From the entries below, list each line with "house".

Images for object localization:
··········

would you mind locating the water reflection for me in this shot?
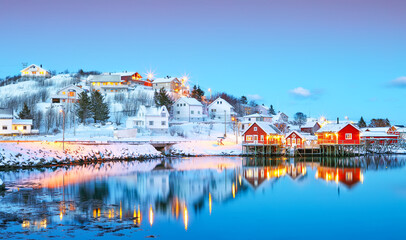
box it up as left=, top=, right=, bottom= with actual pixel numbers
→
left=0, top=155, right=405, bottom=237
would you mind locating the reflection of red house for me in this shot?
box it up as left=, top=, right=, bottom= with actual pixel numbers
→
left=316, top=123, right=361, bottom=145
left=243, top=166, right=286, bottom=189
left=285, top=131, right=305, bottom=148
left=242, top=122, right=283, bottom=145
left=286, top=163, right=306, bottom=180
left=316, top=167, right=363, bottom=188
left=121, top=72, right=153, bottom=87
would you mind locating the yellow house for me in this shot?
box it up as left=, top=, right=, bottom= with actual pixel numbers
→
left=20, top=64, right=50, bottom=78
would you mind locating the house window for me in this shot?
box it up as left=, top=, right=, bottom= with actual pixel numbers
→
left=248, top=118, right=251, bottom=121
left=260, top=135, right=264, bottom=141
left=254, top=127, right=257, bottom=131
left=2, top=126, right=7, bottom=130
left=191, top=110, right=194, bottom=114
left=14, top=126, right=17, bottom=130
left=345, top=133, right=352, bottom=140
left=287, top=138, right=291, bottom=145
left=177, top=111, right=180, bottom=114
left=246, top=135, right=252, bottom=141
left=198, top=111, right=200, bottom=114
left=149, top=121, right=154, bottom=126
left=23, top=126, right=27, bottom=130
left=292, top=138, right=296, bottom=145
left=161, top=113, right=166, bottom=117
left=161, top=121, right=166, bottom=126
left=62, top=92, right=66, bottom=95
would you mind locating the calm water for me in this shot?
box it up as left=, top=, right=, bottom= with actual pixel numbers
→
left=1, top=155, right=406, bottom=239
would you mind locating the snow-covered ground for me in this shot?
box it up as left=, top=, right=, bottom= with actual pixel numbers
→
left=0, top=142, right=161, bottom=168
left=171, top=140, right=242, bottom=156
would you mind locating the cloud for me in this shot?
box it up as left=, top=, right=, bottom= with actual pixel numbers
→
left=290, top=87, right=311, bottom=97
left=389, top=76, right=406, bottom=88
left=247, top=94, right=262, bottom=101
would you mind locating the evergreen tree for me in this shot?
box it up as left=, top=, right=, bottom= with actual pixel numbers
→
left=18, top=102, right=32, bottom=119
left=240, top=96, right=248, bottom=104
left=191, top=85, right=204, bottom=101
left=90, top=91, right=110, bottom=123
left=154, top=87, right=174, bottom=112
left=293, top=112, right=307, bottom=127
left=268, top=105, right=276, bottom=115
left=358, top=116, right=367, bottom=128
left=76, top=92, right=91, bottom=124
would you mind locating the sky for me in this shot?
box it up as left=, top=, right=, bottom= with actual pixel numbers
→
left=0, top=0, right=405, bottom=123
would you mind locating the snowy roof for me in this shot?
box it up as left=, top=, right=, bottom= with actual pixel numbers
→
left=89, top=75, right=122, bottom=82
left=362, top=127, right=391, bottom=132
left=153, top=77, right=180, bottom=83
left=361, top=131, right=397, bottom=137
left=139, top=105, right=168, bottom=116
left=175, top=97, right=203, bottom=106
left=243, top=121, right=281, bottom=135
left=316, top=123, right=360, bottom=133
left=110, top=72, right=136, bottom=76
left=207, top=97, right=233, bottom=109
left=243, top=113, right=272, bottom=118
left=286, top=130, right=306, bottom=139
left=301, top=121, right=320, bottom=128
left=0, top=108, right=13, bottom=119
left=56, top=84, right=84, bottom=94
left=20, top=64, right=48, bottom=73
left=12, top=119, right=32, bottom=125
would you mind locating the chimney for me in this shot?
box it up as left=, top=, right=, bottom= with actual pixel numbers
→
left=337, top=117, right=339, bottom=124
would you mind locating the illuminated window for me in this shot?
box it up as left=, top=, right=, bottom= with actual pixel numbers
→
left=345, top=133, right=352, bottom=140
left=68, top=92, right=75, bottom=97
left=62, top=92, right=66, bottom=95
left=246, top=135, right=252, bottom=141
left=92, top=82, right=96, bottom=86
left=97, top=82, right=100, bottom=86
left=14, top=126, right=17, bottom=130
left=346, top=172, right=353, bottom=181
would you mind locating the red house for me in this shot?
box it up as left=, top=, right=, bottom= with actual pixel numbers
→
left=121, top=72, right=153, bottom=87
left=361, top=126, right=399, bottom=144
left=285, top=131, right=305, bottom=148
left=242, top=122, right=283, bottom=145
left=316, top=123, right=361, bottom=145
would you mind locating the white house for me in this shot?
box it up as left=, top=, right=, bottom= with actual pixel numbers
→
left=51, top=85, right=85, bottom=103
left=152, top=77, right=182, bottom=92
left=20, top=64, right=50, bottom=78
left=172, top=97, right=204, bottom=122
left=0, top=108, right=34, bottom=135
left=256, top=105, right=269, bottom=115
left=207, top=97, right=236, bottom=121
left=88, top=74, right=128, bottom=93
left=240, top=113, right=273, bottom=132
left=126, top=106, right=169, bottom=133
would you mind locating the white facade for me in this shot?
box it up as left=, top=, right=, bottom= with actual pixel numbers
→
left=207, top=97, right=235, bottom=121
left=0, top=118, right=33, bottom=135
left=51, top=85, right=84, bottom=103
left=172, top=97, right=204, bottom=122
left=240, top=113, right=273, bottom=132
left=89, top=74, right=128, bottom=93
left=126, top=106, right=169, bottom=133
left=152, top=77, right=182, bottom=92
left=20, top=64, right=50, bottom=78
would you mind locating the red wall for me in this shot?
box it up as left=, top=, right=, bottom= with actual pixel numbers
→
left=317, top=124, right=361, bottom=144
left=286, top=133, right=304, bottom=148
left=243, top=123, right=282, bottom=145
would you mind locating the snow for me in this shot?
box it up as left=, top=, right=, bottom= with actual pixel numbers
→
left=171, top=140, right=242, bottom=156
left=0, top=142, right=161, bottom=168
left=175, top=97, right=203, bottom=106
left=0, top=178, right=3, bottom=186
left=317, top=123, right=359, bottom=133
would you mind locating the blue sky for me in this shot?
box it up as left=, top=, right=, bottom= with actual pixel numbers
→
left=0, top=0, right=405, bottom=123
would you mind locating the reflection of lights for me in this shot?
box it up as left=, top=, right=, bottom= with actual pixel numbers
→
left=176, top=198, right=179, bottom=219
left=149, top=205, right=154, bottom=226
left=40, top=219, right=47, bottom=229
left=360, top=172, right=364, bottom=183
left=22, top=220, right=30, bottom=228
left=232, top=183, right=236, bottom=198
left=138, top=205, right=142, bottom=225
left=315, top=172, right=319, bottom=179
left=120, top=202, right=122, bottom=220
left=184, top=205, right=189, bottom=231
left=239, top=175, right=242, bottom=186
left=60, top=211, right=63, bottom=221
left=209, top=193, right=212, bottom=215
left=93, top=209, right=97, bottom=218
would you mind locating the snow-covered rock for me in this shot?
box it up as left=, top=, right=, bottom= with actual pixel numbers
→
left=0, top=178, right=4, bottom=190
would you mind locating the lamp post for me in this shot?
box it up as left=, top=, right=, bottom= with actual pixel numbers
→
left=68, top=89, right=77, bottom=136
left=208, top=88, right=212, bottom=100
left=224, top=110, right=227, bottom=137
left=60, top=108, right=65, bottom=152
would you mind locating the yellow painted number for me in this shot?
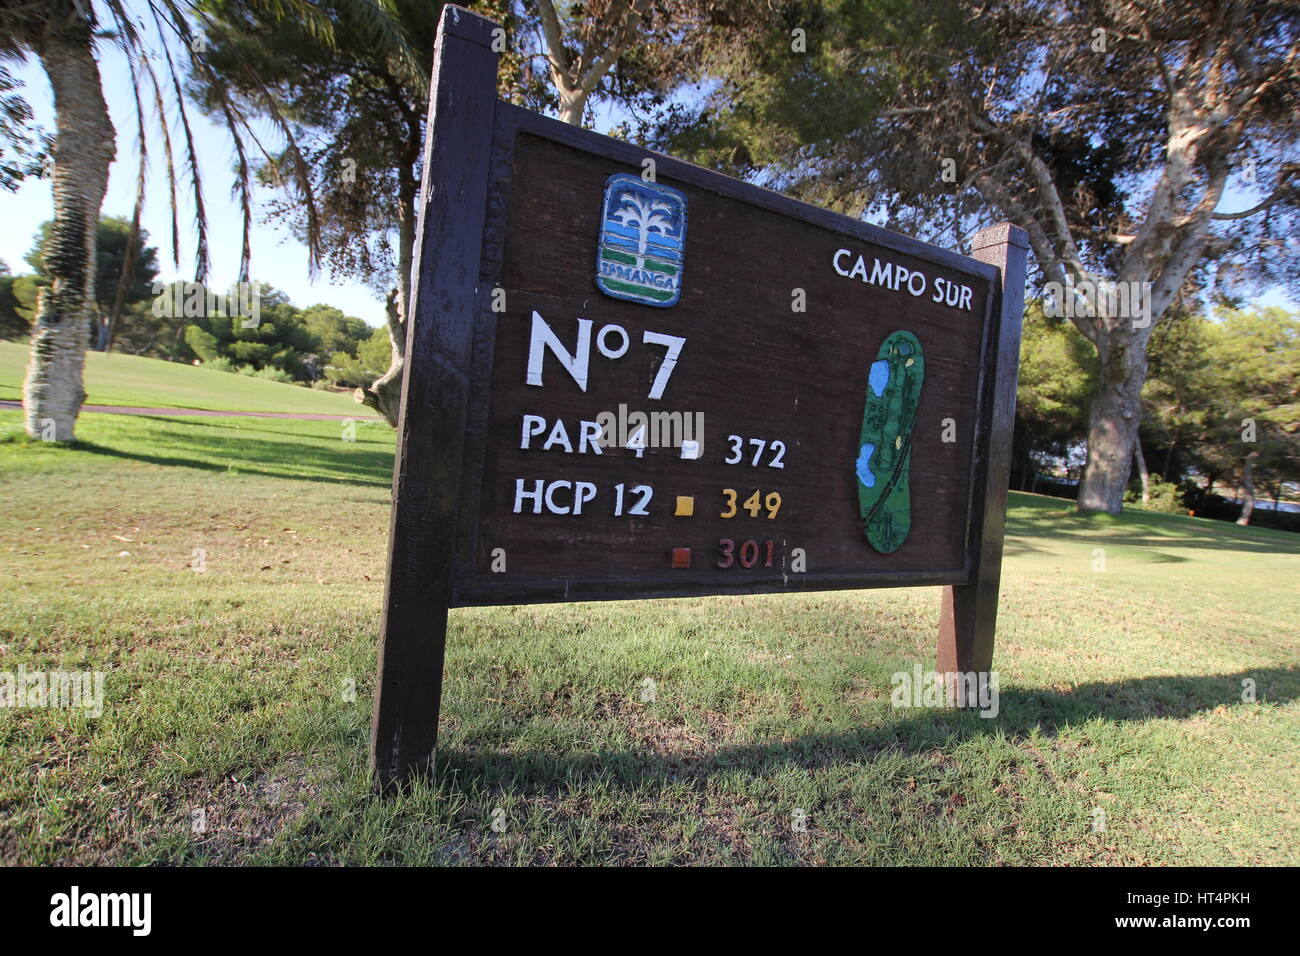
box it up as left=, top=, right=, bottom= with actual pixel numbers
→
left=722, top=489, right=781, bottom=518
left=720, top=488, right=737, bottom=518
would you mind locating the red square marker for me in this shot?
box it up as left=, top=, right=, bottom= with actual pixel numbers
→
left=671, top=548, right=691, bottom=569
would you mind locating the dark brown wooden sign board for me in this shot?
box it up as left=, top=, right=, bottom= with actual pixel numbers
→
left=371, top=5, right=1028, bottom=789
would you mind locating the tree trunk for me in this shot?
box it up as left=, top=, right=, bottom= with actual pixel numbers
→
left=1134, top=440, right=1150, bottom=506
left=104, top=236, right=139, bottom=355
left=102, top=312, right=117, bottom=353
left=23, top=30, right=115, bottom=442
left=360, top=68, right=593, bottom=428
left=357, top=159, right=418, bottom=427
left=557, top=87, right=588, bottom=126
left=1236, top=453, right=1258, bottom=526
left=355, top=288, right=404, bottom=425
left=1077, top=329, right=1147, bottom=514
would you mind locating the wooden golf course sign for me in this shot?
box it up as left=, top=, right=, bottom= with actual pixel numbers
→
left=371, top=5, right=1028, bottom=789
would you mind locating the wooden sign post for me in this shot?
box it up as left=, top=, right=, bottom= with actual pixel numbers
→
left=371, top=5, right=1028, bottom=790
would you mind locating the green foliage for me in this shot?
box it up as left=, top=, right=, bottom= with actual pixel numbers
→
left=110, top=299, right=186, bottom=360
left=1141, top=307, right=1217, bottom=481
left=323, top=327, right=391, bottom=387
left=0, top=340, right=373, bottom=416
left=1124, top=476, right=1186, bottom=514
left=191, top=0, right=448, bottom=292
left=9, top=274, right=37, bottom=325
left=190, top=0, right=628, bottom=295
left=184, top=325, right=221, bottom=363
left=322, top=351, right=365, bottom=388
left=0, top=64, right=43, bottom=191
left=357, top=325, right=391, bottom=369
left=1199, top=306, right=1300, bottom=503
left=228, top=340, right=274, bottom=367
left=238, top=363, right=295, bottom=383
left=1013, top=299, right=1097, bottom=480
left=1140, top=304, right=1300, bottom=500
left=26, top=217, right=159, bottom=309
left=301, top=304, right=370, bottom=357
left=0, top=260, right=27, bottom=340
left=168, top=282, right=374, bottom=383
left=201, top=356, right=235, bottom=373
left=26, top=217, right=160, bottom=347
left=1013, top=298, right=1298, bottom=516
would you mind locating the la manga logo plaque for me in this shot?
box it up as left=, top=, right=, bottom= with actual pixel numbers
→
left=595, top=173, right=687, bottom=307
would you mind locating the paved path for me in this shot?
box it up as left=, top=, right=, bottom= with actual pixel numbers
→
left=0, top=400, right=381, bottom=422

··········

Written reply:
would you mind locating the reflection of red house for me in this shot?
would you mind locating the yellow house for me in this shot?
would you mind locating the house window for me in this shot?
would you mind locating the red house for me in this shot?
would you mind locating the white house for me in this shot?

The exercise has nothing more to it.